What you need to do: Only the lines from the one containing "In this exercise you will indicate the man's hand" to the end of the records belong in the output; print them exactly.

The data:
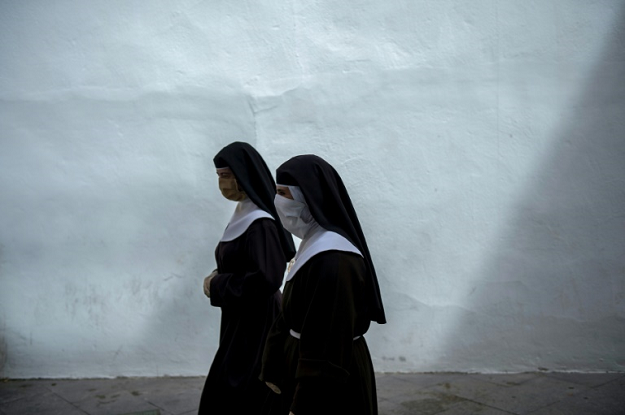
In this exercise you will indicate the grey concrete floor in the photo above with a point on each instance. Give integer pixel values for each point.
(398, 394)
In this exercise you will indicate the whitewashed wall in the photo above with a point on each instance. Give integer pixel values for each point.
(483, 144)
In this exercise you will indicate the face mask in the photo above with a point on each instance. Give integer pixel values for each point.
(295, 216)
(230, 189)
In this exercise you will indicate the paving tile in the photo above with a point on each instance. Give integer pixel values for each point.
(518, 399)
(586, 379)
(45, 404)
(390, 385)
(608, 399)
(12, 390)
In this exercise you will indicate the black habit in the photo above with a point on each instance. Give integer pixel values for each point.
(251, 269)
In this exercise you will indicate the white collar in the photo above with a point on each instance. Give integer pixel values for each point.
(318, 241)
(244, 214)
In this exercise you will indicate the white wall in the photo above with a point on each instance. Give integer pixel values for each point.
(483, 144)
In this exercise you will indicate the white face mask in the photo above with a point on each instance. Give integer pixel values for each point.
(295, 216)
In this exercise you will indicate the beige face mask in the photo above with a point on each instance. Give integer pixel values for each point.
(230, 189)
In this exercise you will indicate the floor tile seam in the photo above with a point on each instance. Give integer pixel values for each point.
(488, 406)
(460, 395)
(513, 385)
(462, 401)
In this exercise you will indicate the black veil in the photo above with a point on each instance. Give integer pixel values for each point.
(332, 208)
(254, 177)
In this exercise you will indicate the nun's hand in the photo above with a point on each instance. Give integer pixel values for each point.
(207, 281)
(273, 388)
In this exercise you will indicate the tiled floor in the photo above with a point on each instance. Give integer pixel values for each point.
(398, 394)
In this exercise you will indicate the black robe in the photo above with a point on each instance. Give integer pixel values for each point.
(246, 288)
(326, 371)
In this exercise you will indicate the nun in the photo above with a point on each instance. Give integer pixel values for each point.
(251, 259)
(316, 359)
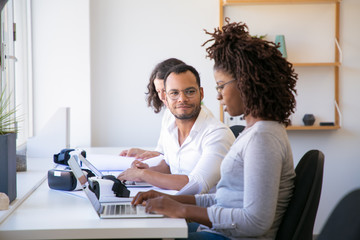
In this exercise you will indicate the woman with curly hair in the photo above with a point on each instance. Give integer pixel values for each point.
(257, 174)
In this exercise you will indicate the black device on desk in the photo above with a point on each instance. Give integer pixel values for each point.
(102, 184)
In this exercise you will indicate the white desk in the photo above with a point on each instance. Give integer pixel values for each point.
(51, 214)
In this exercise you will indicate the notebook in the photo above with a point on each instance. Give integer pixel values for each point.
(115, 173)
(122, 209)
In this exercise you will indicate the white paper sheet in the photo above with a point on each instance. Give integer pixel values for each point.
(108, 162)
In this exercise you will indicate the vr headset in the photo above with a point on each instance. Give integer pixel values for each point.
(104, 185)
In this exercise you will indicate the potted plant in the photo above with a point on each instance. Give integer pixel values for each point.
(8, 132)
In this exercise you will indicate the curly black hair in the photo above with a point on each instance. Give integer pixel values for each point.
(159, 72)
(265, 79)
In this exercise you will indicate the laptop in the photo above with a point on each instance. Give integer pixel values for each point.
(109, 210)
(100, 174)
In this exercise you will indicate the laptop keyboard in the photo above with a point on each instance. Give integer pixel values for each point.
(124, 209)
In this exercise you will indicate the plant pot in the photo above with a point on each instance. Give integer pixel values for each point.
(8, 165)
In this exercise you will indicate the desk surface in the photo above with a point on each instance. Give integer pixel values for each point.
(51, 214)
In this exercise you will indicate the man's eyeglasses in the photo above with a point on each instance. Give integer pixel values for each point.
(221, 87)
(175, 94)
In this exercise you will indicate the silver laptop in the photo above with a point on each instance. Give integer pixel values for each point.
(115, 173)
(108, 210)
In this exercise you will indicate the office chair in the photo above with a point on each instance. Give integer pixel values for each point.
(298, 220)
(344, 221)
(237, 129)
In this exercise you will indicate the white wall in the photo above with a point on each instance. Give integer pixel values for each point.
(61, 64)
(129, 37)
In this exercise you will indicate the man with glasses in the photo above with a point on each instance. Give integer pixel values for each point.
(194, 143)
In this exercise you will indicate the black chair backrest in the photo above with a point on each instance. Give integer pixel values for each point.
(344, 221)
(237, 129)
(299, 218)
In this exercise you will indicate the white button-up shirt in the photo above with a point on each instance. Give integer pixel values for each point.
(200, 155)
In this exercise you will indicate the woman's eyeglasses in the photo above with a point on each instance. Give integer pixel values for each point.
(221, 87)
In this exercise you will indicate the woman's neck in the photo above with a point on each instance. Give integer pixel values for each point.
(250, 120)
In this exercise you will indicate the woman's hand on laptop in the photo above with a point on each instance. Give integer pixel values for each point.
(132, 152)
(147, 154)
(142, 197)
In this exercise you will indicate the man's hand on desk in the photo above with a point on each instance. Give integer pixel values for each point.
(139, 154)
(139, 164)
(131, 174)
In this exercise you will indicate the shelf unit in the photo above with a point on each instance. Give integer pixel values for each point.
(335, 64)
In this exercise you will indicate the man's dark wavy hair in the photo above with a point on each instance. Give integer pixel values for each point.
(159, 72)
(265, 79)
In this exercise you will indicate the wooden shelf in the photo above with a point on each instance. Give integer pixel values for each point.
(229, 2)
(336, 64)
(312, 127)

Solution to this task:
In this exercise you will indicate the man's hand on desk in the photo above with a point on each instance. Give integer pixel values for each point.
(139, 154)
(139, 164)
(131, 174)
In this exercise you will indicate the shelf unit in the photo above with a point on each instance. Give integer pixel values for each point.
(335, 64)
In this exercise you will indicate the man's dark wavy hair in the photo above with a point on each instance. Give integer pixel values for each point.
(159, 72)
(265, 79)
In this exercise you will indicate the wooden shelf in the photo above with a point on each instance. Give integer pixel values for each point.
(229, 2)
(336, 64)
(312, 127)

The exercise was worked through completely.